▸ Goal
Rewrite the records below, changing every "most helpful" to "very useful" and leaving everything else as it is.

▸ Records for processing
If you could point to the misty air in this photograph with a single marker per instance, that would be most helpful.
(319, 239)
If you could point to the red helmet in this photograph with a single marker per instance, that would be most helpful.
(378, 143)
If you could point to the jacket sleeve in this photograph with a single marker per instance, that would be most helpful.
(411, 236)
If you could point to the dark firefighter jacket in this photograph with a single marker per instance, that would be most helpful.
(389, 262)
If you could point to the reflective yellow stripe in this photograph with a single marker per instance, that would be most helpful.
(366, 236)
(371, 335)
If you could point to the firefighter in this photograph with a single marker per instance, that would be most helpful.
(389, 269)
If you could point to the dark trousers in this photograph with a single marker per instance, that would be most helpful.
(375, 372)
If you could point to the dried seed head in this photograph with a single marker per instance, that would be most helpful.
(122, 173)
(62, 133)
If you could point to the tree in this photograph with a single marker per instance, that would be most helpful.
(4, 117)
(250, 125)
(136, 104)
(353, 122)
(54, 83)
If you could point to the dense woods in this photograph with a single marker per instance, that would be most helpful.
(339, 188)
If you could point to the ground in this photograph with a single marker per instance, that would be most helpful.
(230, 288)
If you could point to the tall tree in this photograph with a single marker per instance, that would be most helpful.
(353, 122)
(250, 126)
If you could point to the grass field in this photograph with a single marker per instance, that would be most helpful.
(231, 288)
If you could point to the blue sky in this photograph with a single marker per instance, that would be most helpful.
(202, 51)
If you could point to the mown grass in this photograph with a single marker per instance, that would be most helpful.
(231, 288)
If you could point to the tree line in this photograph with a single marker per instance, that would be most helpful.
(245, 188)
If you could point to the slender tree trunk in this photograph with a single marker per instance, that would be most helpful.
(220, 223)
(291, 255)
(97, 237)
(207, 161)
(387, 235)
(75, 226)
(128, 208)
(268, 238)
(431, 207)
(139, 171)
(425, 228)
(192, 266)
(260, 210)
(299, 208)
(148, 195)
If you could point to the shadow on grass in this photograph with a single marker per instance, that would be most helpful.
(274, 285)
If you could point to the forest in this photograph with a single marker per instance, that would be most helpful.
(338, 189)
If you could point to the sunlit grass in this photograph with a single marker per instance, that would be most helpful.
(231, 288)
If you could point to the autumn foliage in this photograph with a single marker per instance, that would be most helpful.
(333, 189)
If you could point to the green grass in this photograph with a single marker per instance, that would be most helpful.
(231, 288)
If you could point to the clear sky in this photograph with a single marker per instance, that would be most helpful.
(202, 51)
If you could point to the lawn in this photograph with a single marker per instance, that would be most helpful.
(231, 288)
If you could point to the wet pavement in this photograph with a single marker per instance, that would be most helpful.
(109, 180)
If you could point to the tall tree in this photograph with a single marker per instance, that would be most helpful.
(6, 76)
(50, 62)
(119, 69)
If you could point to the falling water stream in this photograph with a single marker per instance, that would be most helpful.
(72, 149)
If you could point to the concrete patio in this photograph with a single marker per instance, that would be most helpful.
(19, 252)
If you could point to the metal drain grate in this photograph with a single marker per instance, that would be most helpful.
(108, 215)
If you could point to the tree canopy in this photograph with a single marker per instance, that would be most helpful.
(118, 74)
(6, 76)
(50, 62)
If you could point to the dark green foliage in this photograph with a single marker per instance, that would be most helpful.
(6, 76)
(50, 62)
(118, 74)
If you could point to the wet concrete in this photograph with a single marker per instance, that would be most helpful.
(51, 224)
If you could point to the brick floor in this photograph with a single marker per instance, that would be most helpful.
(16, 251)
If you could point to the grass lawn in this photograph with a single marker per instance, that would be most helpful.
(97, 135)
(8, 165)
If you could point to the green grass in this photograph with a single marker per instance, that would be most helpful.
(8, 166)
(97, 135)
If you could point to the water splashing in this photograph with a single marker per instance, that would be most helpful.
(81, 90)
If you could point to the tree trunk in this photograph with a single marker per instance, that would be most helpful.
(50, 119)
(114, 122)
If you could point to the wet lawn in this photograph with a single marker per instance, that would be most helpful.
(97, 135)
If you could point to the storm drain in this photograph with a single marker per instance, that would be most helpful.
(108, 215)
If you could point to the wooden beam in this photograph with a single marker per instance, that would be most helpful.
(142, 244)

▸ Result for this task
If you could point to the misty air in this photograph with a single marker per instance, that would be very useful.
(319, 239)
If you could point to the red helmet in this photograph with a single marker per instance, that would be very useful.
(378, 143)
If you could point to the jacket sleeve in this photograph with a single marker per instance, that would be very useful.
(411, 236)
If you could point to the dark firefighter jacket in this photograph with a single marker per instance, that would be very useful.
(389, 262)
If you could point to the reflective yellow stripe in this photograph with a single marker per instance, that would be very useful.
(366, 236)
(371, 335)
If you could point to the firefighter in this photograph with a single marker per instance, that would be very useful.
(389, 269)
If you could point to the dark trousers in this photograph with a single marker per instance, that would be very useful.
(375, 372)
If you could point to the dried seed head in this photograph with a single marker per instance, that would be very useful.
(122, 173)
(62, 133)
If you could point to the tree in this photograph with a single marker per instance, that would be very useful.
(4, 117)
(250, 125)
(136, 104)
(353, 122)
(54, 83)
If you could point to the dense woods in this photograph with a single marker per instance, that would be very useful.
(339, 188)
If you could point to the ground in this photograph with a single marker per instance, that would be very useful.
(230, 288)
If you could point to the tall tree in this photograph with a single marker per instance, that would be very useful.
(353, 122)
(250, 126)
If you could point to the grass field in this photograph with a single marker per instance, that would be very useful.
(231, 288)
If you could point to the blue sky in this photograph with a single marker per instance, that would be very useful.
(202, 51)
If you could point to the mown grass in this photograph with a single marker per instance, that would be very useful.
(231, 288)
If you could point to the tree line in this photograph with a single marker per instance, that would be very useful.
(245, 188)
If you could point to the slender tree trunk in this photograph with a single marker per instance, that would be very useful.
(220, 223)
(291, 255)
(97, 237)
(207, 161)
(387, 235)
(75, 226)
(128, 208)
(268, 238)
(431, 207)
(139, 171)
(425, 228)
(192, 266)
(260, 210)
(299, 208)
(148, 195)
If you could point to the shadow on grass in this photograph with a single marker per instance, that would be very useful.
(274, 285)
If you could point to the forest in this photograph with a single marker per instance, that would be very useful.
(338, 189)
If you could point to the sunlit grass in this photograph with a single marker per instance, that would be very useful.
(231, 288)
If you could point to the autumn foliage in this photograph with a single marker per instance, that would be very useful.
(333, 189)
If you could point to the green grass in this photograph with a single marker per instance, that would be very useful.
(231, 288)
If you could point to the clear sky in this photograph with a single marker per instance, that would be very useful.
(202, 51)
If you could point to the lawn in this photograph with a single marker per instance, that would be very useful.
(231, 288)
If you could point to the wet pavement in this photograph with a single marker per instance, that would be very useful.
(109, 180)
If you could point to the tall tree in this photograph with a single marker per instance, that would be very useful.
(6, 76)
(50, 62)
(119, 69)
If you could point to the falling water stream in this photograph with a single marker per instance, that would be very useful.
(72, 149)
If you could point to the concrete patio in this photograph with a single marker per instance, that would be very useful.
(19, 252)
If you could point to the metal drain grate in this photograph with a single marker per instance, that would be very useful.
(108, 215)
If you could point to the tree canopy in this photograph with a single marker per instance, that would be very useful.
(118, 74)
(6, 76)
(50, 62)
If you could point to the dark green foliage in this photograph with a single marker per instance, that would be very useful.
(6, 76)
(50, 62)
(118, 74)
If you could point to the wet concrete in this photograph with a single marker per instance, that would be very useful.
(51, 224)
If you could point to the brick floor in this photograph with a single marker per instance, that would be very useful.
(16, 251)
If you could point to the grass lawn in this photograph with a single marker per instance, that would be very useful.
(97, 135)
(8, 165)
If you could point to the green grass in this photograph with a single marker per instance, that would be very useful.
(8, 166)
(97, 135)
If you could point to the water splashing in this photograph with a single marker per instance, that would be very useful.
(81, 90)
If you could point to the tree trunk in this photograph with a single marker per instance, that would be very useful.
(50, 119)
(114, 122)
If you could point to the wet lawn in this photograph with a single marker per instance, that would be very useful.
(97, 135)
If you could point to the storm drain in this photograph with a single marker per instance, that would be very useful.
(108, 215)
If you could point to the wooden beam in this photograph with a single marker per instance, that would be very useful.
(142, 244)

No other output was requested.